Data records:
>>>>>

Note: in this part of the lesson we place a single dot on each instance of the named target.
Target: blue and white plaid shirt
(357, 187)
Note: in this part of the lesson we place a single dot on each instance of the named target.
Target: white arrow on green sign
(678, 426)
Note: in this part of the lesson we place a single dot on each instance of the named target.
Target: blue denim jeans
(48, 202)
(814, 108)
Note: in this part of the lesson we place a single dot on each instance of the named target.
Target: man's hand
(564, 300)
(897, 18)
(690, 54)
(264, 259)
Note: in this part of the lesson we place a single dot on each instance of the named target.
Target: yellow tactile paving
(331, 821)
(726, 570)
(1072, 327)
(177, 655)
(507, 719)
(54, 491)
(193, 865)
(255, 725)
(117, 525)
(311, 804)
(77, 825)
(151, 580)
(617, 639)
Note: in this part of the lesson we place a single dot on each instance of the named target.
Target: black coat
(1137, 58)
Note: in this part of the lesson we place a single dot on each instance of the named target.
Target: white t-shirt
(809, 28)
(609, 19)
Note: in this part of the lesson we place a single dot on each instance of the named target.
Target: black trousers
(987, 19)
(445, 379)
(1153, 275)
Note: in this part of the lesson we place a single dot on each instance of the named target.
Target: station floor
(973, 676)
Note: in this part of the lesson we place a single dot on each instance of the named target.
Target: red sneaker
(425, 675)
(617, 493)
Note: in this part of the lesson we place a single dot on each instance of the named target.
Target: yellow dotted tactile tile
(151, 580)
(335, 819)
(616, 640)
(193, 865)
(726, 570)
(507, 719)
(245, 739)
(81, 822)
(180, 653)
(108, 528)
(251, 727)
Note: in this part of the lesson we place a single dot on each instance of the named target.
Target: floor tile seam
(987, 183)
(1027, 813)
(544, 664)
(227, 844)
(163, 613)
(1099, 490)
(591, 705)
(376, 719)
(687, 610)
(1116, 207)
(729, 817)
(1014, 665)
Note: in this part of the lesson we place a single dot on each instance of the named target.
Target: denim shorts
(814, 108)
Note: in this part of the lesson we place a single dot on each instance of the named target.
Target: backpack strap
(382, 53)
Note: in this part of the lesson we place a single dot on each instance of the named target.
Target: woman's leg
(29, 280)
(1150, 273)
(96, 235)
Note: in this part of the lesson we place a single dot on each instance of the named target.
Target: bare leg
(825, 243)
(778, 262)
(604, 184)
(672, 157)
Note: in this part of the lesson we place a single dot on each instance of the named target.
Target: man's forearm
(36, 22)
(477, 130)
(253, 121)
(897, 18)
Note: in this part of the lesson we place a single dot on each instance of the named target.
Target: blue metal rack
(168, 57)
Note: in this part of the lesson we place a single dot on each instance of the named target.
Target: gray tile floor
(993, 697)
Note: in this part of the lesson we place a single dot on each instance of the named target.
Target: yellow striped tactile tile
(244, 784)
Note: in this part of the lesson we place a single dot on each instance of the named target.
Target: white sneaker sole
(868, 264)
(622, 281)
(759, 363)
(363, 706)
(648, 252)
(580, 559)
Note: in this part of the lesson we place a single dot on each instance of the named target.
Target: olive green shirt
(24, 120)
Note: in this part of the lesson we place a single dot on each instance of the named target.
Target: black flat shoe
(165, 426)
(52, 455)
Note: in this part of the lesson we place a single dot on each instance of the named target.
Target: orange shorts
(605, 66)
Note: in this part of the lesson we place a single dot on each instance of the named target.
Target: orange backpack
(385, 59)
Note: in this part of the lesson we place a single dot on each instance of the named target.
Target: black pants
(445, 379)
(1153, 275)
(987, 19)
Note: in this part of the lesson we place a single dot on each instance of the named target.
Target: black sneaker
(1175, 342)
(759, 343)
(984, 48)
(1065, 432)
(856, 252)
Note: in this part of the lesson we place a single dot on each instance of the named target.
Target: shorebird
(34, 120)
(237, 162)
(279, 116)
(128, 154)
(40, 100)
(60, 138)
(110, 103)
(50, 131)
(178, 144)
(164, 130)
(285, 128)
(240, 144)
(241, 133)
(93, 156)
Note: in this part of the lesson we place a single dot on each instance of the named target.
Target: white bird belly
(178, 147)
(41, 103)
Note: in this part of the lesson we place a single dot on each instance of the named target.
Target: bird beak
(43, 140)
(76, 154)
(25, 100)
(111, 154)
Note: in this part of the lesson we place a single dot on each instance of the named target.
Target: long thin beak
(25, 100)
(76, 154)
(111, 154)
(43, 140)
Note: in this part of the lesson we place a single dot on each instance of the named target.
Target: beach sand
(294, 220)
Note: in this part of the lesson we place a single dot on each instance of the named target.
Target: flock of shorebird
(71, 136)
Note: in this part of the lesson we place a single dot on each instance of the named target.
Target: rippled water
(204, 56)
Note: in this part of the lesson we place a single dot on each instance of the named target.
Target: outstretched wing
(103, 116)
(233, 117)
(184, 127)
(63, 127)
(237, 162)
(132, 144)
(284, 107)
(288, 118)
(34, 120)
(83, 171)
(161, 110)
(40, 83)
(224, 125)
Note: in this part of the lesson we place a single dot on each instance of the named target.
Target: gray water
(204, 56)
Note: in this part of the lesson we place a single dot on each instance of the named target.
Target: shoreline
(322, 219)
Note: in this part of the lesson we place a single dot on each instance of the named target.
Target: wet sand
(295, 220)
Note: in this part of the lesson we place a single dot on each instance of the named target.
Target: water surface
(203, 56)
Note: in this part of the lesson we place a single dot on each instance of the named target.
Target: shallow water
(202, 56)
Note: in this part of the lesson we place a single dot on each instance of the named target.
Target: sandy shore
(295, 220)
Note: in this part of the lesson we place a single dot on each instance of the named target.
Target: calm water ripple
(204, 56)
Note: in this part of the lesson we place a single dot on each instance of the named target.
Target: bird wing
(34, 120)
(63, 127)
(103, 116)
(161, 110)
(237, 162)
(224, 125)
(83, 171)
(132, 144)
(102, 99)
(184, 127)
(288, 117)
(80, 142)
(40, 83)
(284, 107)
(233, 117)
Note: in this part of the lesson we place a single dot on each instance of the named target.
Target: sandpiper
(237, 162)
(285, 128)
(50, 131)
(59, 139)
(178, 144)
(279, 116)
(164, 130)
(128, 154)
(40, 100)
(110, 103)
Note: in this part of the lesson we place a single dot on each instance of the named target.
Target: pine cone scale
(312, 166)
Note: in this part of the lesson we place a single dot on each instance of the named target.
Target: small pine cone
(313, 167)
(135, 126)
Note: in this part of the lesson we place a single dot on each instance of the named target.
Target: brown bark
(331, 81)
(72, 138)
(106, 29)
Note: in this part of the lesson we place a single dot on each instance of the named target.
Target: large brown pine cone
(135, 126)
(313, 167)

<<<<<

TASK DETAILS
Could you reproduce the lines above, from the one that holds "Target: sandpiper" through the last, exactly as they stand?

RESULT OF THIS TASK
Target: sandpiper
(237, 162)
(285, 128)
(50, 131)
(59, 139)
(178, 144)
(279, 116)
(164, 130)
(128, 154)
(40, 100)
(110, 103)
Note: in this part of the lesson we place a single dot on each instance of the named target.
Target: pine cone scale
(312, 166)
Note: in this part of the lesson we place a single dot on each instance of the named target.
Target: small pine cone
(313, 167)
(135, 126)
Note: in this part of the lesson we place a single dot on each instance of the named target.
Target: brown bark
(331, 81)
(72, 138)
(106, 29)
Note: in this part of the lesson we place a single dot on each instance of the named target.
Target: large brown pine cone
(135, 126)
(313, 167)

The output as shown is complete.